Excerpt provided: Begin

Note
Access to this page requires authorization. You can try signing in or changing directories.
Access to this page requires authorization. You can try changing directories.
Important
Items marked (preview) in this article are currently in public preview. This preview is provided without a service-level agreement, and we don't recommend it for production workloads. Certain features might not be supported or might have constrained capabilities. For more information, see Supplemental Terms of Use for Microsoft Azure Previews.
Microsoft Foundry provides an observability platform for monitoring and tracing AI agents. It captures everything happening during an agent run: inputs, outputs, tool usage, retries, latencies, and costs. Understanding the reasoning behind your agent's executions is important for troubleshooting and debugging. However, it can be difficult for complex agents for many reasons:
- There could be a high number of steps involved in generating a response, making it hard to keep track of all of them.
- The sequence of steps might vary based on user input.
- The inputs/outputs at each stage might be long and deserve more detailed inspection.
- Each step of an agent's runtime might also involve nesting. For example, an agent might invoke a tool, which uses another process, which then invokes another tool. If you notice strange or incorrect output from a top-level agent run, it might be difficult to determine exactly where in the execution the issue was introduced.
Trace results solve this by allowing you to view the inputs and outputs of each primitive involved in a particular agent run, displayed in the order they were invoked, making it easy to understand and debug your AI agent's behavior.
Note
Agent tracing is only available in Sweden Central in Foundry (new).
OpenTelemetry in Foundry
OpenTelemetry (OTel) provides standardized protocols for collecting and routing telemetry data. Foundry supports multiple ways to collect and analyze tracing data from OpenTelemetry-instrumented agents, whether you’re using Foundry infrastructure or a vendor-neutral setup.

Excerpt provided: End
Information shown: Begin

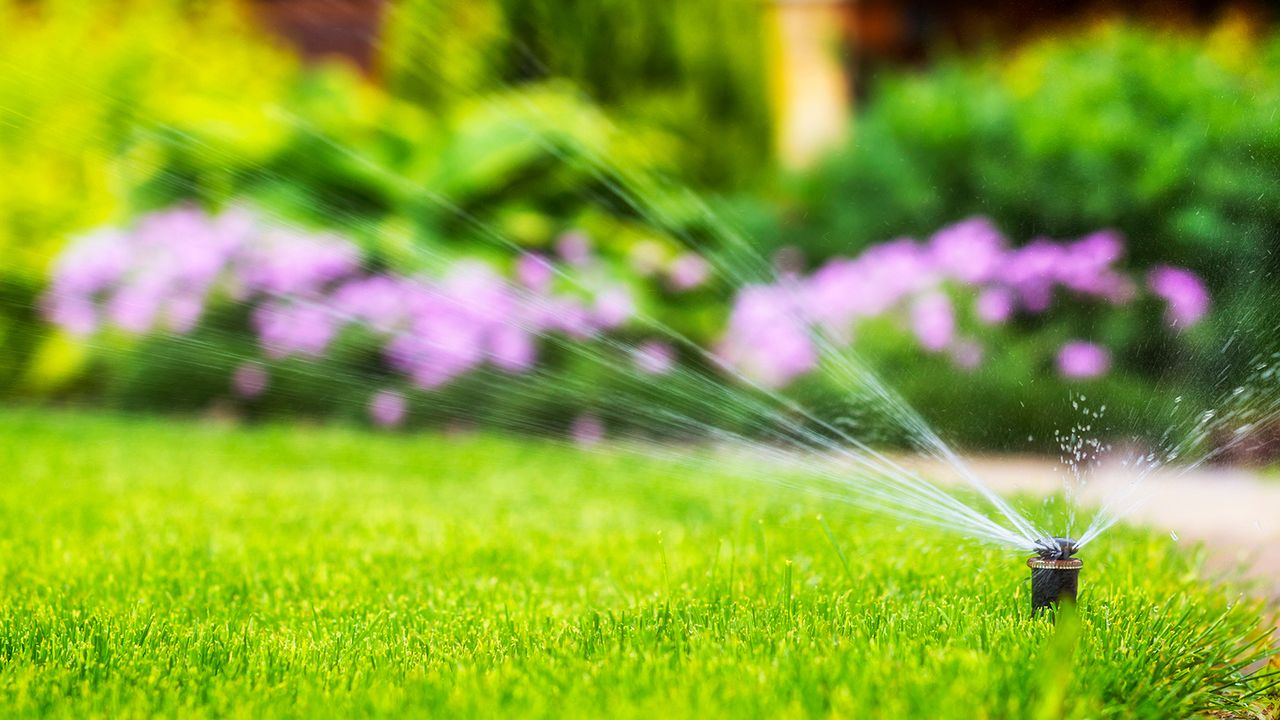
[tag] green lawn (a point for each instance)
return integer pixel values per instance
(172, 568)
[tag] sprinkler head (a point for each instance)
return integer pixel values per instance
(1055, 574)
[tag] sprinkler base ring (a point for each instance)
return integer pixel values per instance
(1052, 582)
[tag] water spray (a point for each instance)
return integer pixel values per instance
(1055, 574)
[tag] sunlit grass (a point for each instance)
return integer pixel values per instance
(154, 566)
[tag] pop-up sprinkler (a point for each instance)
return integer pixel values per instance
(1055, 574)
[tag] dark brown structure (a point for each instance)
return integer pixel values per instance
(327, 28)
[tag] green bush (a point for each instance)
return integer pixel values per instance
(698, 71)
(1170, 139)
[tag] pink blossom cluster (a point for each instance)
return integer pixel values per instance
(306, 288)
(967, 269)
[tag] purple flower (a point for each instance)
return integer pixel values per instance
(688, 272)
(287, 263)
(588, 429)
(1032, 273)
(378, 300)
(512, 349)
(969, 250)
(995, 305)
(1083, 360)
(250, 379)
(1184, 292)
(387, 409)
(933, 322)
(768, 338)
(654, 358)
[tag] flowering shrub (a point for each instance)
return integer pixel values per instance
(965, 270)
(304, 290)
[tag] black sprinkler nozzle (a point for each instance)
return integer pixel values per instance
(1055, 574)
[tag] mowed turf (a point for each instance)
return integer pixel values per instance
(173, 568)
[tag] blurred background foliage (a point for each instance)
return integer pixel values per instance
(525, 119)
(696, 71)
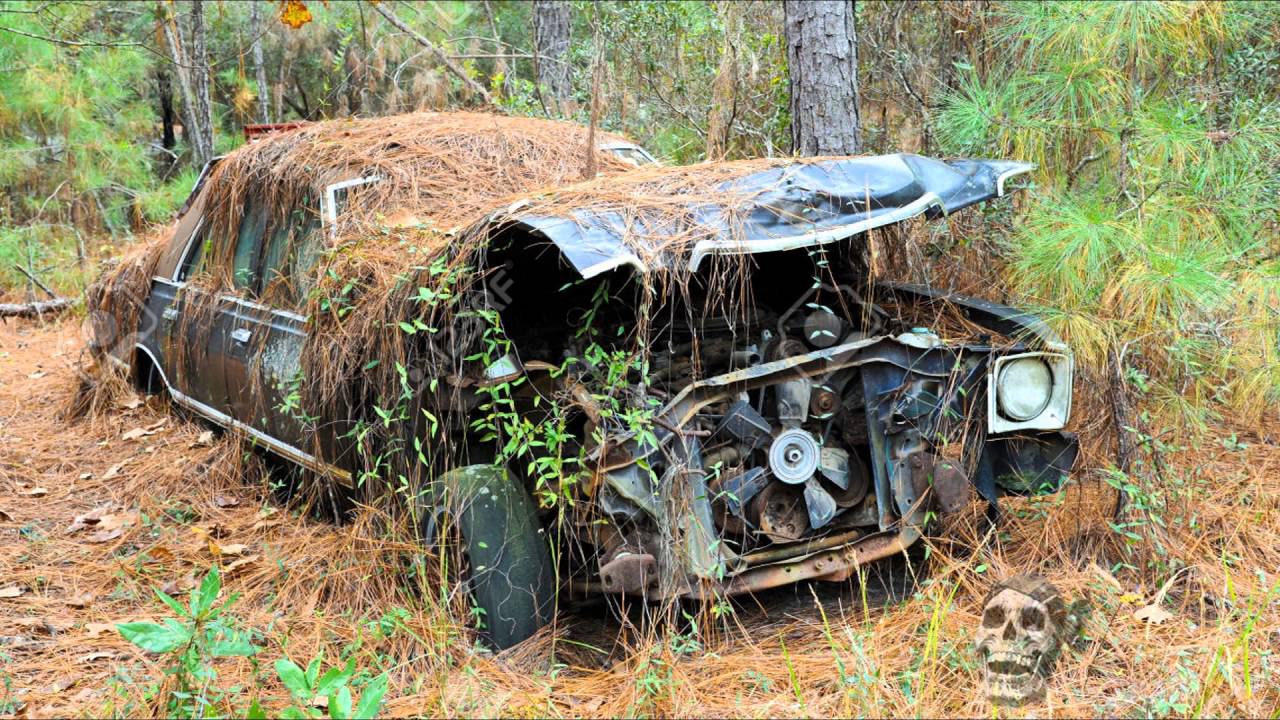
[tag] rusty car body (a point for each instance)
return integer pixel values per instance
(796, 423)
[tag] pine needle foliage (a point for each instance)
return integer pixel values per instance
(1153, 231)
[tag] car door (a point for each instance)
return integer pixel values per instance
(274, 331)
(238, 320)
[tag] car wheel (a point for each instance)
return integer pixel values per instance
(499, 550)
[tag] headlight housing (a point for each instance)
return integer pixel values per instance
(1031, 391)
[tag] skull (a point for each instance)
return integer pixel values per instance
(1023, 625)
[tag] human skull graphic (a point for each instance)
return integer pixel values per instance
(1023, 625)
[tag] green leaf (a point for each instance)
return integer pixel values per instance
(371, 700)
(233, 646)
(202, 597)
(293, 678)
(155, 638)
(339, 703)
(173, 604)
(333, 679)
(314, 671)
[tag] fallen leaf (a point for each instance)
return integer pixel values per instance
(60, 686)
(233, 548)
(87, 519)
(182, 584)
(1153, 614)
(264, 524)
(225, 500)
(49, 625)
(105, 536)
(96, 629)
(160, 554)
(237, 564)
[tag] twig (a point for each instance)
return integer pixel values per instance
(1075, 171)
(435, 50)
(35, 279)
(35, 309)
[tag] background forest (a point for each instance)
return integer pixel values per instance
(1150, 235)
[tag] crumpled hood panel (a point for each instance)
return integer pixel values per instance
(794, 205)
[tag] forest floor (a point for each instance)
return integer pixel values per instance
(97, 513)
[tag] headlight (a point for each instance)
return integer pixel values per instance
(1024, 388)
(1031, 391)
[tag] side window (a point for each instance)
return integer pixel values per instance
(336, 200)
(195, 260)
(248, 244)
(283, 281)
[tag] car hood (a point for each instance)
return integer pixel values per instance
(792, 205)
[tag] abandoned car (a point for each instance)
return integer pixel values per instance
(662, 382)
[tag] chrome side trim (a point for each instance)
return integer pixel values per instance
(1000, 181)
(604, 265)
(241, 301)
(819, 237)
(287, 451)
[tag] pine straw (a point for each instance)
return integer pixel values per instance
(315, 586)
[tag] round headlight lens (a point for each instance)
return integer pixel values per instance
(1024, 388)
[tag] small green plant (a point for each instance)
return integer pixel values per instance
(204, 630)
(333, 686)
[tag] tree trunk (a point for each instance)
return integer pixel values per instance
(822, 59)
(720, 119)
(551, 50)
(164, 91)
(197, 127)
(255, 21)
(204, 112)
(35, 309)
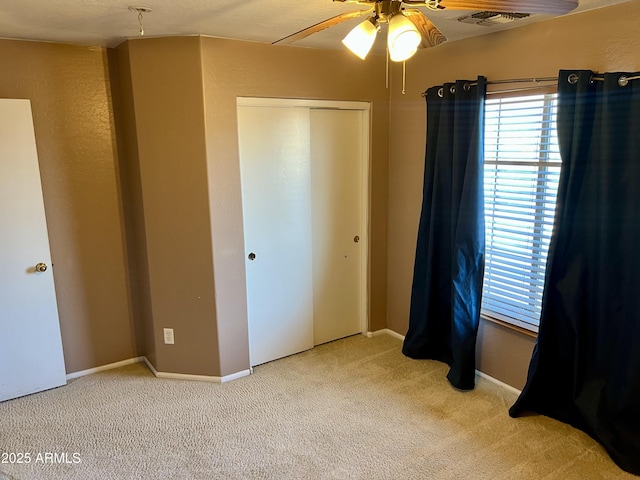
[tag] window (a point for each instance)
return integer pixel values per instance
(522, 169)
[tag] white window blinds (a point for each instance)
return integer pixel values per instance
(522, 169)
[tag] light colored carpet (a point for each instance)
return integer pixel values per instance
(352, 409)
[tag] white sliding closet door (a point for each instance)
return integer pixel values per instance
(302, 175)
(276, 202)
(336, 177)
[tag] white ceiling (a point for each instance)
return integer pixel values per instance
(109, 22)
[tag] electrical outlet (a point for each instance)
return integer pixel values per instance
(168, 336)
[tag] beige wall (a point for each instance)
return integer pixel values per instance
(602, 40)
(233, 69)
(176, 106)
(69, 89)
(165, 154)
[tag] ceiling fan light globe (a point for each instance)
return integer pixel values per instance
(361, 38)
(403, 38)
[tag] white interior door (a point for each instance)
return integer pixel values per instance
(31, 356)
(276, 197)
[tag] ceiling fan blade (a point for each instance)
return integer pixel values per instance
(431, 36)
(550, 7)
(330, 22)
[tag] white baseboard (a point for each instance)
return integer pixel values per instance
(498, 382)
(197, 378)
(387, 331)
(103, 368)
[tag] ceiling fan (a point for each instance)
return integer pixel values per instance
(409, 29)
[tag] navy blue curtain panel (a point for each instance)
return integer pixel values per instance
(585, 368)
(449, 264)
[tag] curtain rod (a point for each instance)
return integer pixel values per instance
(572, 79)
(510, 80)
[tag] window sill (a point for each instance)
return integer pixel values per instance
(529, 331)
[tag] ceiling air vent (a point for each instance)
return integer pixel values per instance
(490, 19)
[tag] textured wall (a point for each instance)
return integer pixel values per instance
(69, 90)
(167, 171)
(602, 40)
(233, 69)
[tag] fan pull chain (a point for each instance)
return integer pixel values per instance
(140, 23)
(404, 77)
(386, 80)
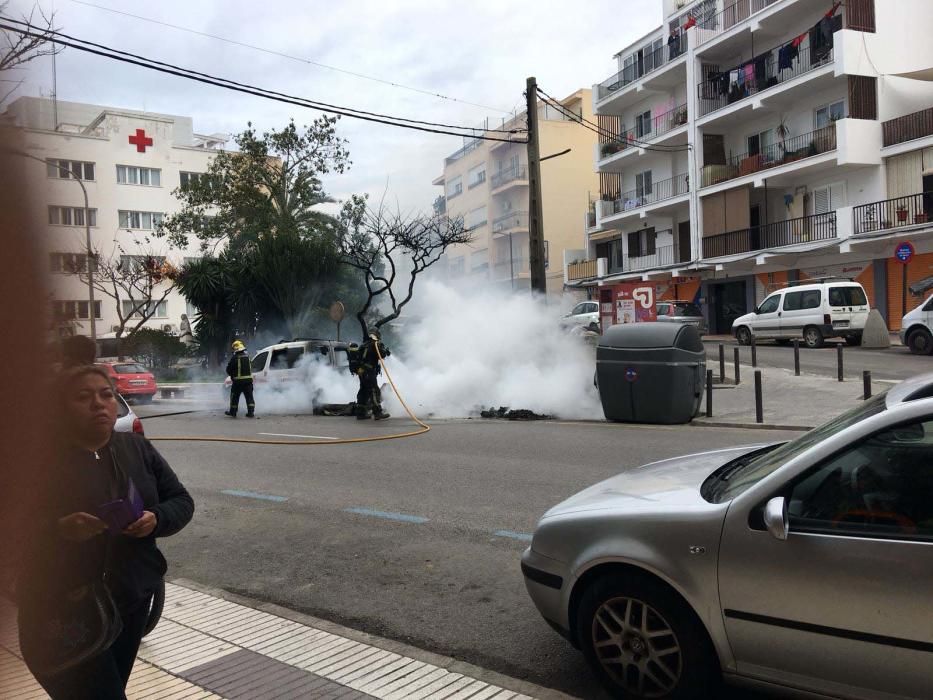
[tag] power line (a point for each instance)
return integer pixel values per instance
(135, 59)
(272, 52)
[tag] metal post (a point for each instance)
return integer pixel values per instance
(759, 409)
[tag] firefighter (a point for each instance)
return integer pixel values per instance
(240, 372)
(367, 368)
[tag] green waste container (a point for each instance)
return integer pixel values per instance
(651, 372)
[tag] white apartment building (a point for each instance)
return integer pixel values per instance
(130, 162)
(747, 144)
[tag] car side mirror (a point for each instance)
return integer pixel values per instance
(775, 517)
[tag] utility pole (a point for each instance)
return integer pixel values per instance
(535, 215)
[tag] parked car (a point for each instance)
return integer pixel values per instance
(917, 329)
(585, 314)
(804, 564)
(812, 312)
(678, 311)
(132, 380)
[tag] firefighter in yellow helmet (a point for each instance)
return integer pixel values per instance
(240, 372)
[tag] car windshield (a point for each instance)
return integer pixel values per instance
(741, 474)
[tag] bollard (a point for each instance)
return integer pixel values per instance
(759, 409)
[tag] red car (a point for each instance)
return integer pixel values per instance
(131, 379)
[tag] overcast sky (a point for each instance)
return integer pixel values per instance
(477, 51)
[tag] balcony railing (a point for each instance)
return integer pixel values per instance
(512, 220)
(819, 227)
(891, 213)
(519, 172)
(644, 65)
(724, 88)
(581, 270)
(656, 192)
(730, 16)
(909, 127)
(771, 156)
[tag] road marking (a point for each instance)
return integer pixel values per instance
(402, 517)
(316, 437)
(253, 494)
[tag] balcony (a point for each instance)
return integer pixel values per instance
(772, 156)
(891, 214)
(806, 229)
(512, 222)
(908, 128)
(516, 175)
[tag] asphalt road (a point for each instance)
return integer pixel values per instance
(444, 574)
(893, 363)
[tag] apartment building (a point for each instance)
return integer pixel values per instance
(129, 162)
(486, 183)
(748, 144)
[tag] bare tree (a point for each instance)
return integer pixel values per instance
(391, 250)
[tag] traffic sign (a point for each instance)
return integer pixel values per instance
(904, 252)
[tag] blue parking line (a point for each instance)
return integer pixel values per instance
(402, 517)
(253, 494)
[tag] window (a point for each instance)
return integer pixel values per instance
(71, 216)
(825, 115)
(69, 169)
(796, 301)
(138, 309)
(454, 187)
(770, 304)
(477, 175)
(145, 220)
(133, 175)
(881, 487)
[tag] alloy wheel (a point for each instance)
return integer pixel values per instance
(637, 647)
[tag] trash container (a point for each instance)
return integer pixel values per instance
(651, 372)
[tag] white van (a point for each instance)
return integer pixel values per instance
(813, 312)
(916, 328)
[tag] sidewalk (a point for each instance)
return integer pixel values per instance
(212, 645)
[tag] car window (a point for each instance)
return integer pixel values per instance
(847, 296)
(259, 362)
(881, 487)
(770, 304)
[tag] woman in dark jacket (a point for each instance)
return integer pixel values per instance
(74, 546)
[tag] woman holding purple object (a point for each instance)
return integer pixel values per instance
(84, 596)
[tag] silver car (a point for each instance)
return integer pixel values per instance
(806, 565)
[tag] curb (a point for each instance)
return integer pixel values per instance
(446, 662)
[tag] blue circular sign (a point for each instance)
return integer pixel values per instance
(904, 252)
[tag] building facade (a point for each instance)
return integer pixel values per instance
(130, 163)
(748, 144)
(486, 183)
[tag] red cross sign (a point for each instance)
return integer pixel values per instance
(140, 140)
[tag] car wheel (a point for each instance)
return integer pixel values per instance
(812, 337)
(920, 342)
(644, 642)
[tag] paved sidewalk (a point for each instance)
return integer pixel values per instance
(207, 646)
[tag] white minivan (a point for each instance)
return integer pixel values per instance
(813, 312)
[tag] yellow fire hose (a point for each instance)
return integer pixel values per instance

Information shown: End

● **Work instruction 1**: According to the page on agent tracing in Microsoft Foundry, in which region is agent tracing available in Foundry (new)?
● **Work instruction 2**: Continue the page on agent tracing in Microsoft Foundry, starting after its final sentence about vendor-neutral setups.

● **Response box 1**: Sweden Central

● **Response box 2**:
Trace key concepts overview
Here's a brief overview of key concepts before getting started:
| Key concepts | Description |
|---|---|
| Traces | Traces capture the journey of a request or workflow through your application by recording events and state changes (function calls, values, system events). See OpenTelemetry Traces. |
| Spans | Spans are the building blocks of traces, representing single operations within a trace. Each span captures start and end times, attributes, and can be nested to show hierarchical relationships, allowing you to see the full call stack and sequence of operations. |
| Attributes | Attributes are key-value pairs attached to traces and spans, providing contextual metadata such as function parameters, return values, or custom annotations. These enrich trace data making it more informative and useful for analysis. |
| Semantic conventions | OpenTelemetry defines semantic conventions to standardize names and formats for trace data attributes, making it easier to interpret and analyze across tools and platforms. To learn more, see OpenTelemetry's Semantic Conventions. |
| Trace exporters | Trace exporters send trace data to backend systems for storage and analysis. Azure AI supports exporting traces to Azure Monitor and other OpenTelemetry-compatible platforms, enabling integration with various observability tools. |
Extending OpenTelemetry with multi-agent observability
Microsoft, in collaboration with Cisco Outshift, has introduced new semantic conventions for multi-agent systems, built on OpenTelemetry and W3C Trace Context-establish standardized practices. These conventions standardize telemetry for multi-agent workflows, enabling consistent logging of metrics for quality, performance, safety, and cost, including tool invocations and collaboration.
These enhancements are integrated into:
- Foundry
- Microsoft Agent Framework
- Semantic Kernel
- LangChain
- LangGraph
- OpenAI Agents SDK
To learn more, see tracing integrations.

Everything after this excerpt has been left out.